**** AVAILABLE DATA ****

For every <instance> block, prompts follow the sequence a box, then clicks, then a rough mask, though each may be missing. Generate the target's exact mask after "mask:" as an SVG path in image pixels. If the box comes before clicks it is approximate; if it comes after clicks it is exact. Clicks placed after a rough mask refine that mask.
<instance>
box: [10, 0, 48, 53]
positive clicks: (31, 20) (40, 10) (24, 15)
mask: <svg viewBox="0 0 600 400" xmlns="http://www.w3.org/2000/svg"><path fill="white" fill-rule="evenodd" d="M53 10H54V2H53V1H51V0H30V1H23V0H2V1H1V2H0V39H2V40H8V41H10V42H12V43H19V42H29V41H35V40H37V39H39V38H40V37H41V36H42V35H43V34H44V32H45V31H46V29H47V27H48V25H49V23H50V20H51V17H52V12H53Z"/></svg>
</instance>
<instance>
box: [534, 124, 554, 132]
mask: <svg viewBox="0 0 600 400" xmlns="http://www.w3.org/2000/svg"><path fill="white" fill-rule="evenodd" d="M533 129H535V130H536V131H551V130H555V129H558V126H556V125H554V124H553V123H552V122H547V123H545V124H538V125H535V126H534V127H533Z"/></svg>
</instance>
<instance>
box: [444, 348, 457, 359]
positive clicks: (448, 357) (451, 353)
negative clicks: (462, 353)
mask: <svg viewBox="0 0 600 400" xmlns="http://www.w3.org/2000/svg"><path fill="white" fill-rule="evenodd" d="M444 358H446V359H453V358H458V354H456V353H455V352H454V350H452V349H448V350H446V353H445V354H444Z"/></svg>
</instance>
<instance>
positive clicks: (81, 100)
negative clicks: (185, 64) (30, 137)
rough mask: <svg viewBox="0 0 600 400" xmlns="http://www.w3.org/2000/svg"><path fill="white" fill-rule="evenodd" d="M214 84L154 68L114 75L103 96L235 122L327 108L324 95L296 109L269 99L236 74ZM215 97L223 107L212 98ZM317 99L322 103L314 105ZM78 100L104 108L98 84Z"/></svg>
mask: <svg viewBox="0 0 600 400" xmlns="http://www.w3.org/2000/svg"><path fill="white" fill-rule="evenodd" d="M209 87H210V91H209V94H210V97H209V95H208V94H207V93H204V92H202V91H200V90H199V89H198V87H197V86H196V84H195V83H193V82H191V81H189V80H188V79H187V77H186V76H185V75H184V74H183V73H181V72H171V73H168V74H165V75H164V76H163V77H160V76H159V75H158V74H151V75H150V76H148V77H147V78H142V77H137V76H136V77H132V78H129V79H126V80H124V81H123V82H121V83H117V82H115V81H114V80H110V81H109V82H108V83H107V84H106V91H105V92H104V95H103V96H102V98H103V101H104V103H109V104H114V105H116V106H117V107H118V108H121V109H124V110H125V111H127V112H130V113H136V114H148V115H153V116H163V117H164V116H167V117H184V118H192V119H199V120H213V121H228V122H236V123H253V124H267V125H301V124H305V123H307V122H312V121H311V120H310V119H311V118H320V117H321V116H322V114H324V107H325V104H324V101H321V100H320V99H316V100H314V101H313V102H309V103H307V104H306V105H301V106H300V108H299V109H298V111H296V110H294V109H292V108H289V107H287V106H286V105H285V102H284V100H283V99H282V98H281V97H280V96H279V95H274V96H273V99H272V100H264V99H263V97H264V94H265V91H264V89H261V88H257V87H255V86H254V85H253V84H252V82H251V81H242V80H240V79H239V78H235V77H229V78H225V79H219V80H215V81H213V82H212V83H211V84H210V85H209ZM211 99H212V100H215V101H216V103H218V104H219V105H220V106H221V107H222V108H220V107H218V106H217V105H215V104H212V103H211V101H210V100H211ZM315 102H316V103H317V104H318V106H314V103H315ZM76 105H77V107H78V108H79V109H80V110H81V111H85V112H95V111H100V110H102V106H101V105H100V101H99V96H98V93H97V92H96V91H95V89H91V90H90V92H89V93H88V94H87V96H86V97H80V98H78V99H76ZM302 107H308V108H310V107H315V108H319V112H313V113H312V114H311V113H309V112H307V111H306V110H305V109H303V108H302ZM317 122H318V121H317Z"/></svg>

****

List each line of the rows above that contains the string "positive", copying every such line in full.

# OUTPUT OF THE EXERCISE:
positive clicks: (31, 20) (40, 10) (24, 15)
positive clicks: (448, 357) (451, 353)
positive clicks: (81, 100)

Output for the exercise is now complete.